START Material shown

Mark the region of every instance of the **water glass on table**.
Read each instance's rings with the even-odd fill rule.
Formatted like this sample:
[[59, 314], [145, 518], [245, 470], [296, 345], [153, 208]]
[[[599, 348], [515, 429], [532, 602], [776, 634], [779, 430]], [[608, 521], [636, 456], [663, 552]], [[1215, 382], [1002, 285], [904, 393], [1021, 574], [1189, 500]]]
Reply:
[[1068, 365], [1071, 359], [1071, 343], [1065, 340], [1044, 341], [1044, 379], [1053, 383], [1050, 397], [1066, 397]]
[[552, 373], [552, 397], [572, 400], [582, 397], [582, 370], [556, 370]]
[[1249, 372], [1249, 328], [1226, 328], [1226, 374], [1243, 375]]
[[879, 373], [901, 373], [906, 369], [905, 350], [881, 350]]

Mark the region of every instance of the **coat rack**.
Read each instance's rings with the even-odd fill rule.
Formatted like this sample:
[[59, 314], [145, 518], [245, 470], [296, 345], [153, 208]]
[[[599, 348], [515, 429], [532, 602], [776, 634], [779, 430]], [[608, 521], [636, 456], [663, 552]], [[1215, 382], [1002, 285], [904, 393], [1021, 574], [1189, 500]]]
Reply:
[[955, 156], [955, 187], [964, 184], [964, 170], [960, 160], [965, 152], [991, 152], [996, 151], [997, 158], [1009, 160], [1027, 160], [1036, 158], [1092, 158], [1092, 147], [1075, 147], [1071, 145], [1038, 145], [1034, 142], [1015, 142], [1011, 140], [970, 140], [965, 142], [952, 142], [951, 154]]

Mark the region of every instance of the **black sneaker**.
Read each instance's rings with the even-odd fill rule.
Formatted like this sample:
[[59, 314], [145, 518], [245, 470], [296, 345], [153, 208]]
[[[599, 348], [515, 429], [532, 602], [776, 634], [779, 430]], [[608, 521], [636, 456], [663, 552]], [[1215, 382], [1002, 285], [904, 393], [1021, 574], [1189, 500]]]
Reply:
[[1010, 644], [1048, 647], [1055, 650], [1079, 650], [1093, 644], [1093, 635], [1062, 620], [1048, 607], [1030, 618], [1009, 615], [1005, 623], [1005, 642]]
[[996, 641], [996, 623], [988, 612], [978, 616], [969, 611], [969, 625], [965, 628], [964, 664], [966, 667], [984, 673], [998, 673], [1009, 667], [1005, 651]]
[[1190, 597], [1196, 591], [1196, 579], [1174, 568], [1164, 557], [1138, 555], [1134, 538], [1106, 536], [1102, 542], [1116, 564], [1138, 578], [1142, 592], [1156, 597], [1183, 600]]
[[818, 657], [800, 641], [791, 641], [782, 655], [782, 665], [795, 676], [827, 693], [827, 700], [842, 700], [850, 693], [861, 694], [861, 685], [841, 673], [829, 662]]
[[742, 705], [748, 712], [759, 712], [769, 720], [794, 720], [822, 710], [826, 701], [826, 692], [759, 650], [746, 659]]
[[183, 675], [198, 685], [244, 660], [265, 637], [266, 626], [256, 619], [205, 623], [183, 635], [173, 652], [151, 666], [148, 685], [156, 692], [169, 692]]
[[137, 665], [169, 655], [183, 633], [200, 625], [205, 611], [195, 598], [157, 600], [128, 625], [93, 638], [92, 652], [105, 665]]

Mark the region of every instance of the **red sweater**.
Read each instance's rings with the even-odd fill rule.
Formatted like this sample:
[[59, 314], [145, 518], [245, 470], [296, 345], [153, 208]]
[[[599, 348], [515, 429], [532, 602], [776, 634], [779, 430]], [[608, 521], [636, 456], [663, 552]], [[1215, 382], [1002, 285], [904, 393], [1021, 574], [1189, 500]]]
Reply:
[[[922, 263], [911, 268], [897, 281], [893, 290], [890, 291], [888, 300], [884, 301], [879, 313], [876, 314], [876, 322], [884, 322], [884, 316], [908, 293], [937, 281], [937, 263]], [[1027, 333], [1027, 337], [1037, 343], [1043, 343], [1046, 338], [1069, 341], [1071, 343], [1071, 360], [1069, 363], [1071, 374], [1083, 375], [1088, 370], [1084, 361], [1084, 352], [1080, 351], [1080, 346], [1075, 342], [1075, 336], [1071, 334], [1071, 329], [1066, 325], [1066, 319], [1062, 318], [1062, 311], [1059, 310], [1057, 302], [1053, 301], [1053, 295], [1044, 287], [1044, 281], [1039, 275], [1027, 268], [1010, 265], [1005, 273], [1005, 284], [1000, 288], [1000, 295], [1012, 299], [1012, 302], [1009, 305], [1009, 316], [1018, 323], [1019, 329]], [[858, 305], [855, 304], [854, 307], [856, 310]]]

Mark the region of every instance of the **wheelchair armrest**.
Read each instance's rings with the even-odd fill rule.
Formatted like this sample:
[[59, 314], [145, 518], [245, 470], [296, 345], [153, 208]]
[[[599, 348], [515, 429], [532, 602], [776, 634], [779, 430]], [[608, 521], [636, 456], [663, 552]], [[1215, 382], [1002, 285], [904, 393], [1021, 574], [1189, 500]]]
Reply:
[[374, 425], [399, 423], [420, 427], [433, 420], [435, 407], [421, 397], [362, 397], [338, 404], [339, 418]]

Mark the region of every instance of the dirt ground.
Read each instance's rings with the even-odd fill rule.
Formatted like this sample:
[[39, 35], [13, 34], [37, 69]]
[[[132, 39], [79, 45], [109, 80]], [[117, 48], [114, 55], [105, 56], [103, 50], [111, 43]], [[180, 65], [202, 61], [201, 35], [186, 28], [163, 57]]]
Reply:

END Material shown

▶ **Problem details**:
Put the stretch from the start of the items through the line containing "142], [951, 154]]" into a numbered list, leaving out blank lines.

▶ **Right answer**:
1. Mark the region of every instance of the **water glass on table**.
2. Read each instance's rings with the even-odd fill rule.
3. Formatted like this sample:
4. [[59, 314], [145, 518], [245, 470], [296, 345], [153, 208]]
5. [[[599, 348], [515, 429], [532, 602], [776, 634], [779, 430]], [[608, 521], [636, 456], [663, 552]], [[1215, 382], [1002, 285], [904, 393], [1021, 574], [1189, 500]]]
6. Reply:
7. [[1068, 365], [1071, 359], [1071, 343], [1065, 340], [1044, 341], [1044, 379], [1053, 383], [1050, 397], [1066, 397]]
8. [[552, 373], [552, 397], [572, 400], [582, 397], [582, 370], [556, 370]]
9. [[1249, 372], [1249, 328], [1226, 328], [1226, 374], [1243, 375]]
10. [[879, 373], [901, 373], [906, 369], [905, 350], [881, 350]]
11. Mark the region of every instance of the **coat rack**.
12. Read each instance's rings with the even-odd fill rule.
13. Formatted like this sample:
14. [[59, 314], [145, 518], [245, 470], [296, 345], [153, 208]]
15. [[[599, 348], [515, 429], [532, 602], [776, 634], [779, 430]], [[608, 521], [636, 456], [663, 552]], [[1215, 382], [1002, 285], [904, 393], [1021, 574], [1189, 500]]]
16. Reply:
17. [[955, 156], [955, 187], [964, 184], [964, 170], [960, 160], [965, 152], [991, 152], [996, 151], [997, 158], [1009, 160], [1027, 160], [1036, 158], [1092, 158], [1092, 147], [1075, 147], [1071, 145], [1038, 145], [1034, 142], [1015, 142], [1011, 140], [970, 140], [965, 142], [952, 142], [951, 154]]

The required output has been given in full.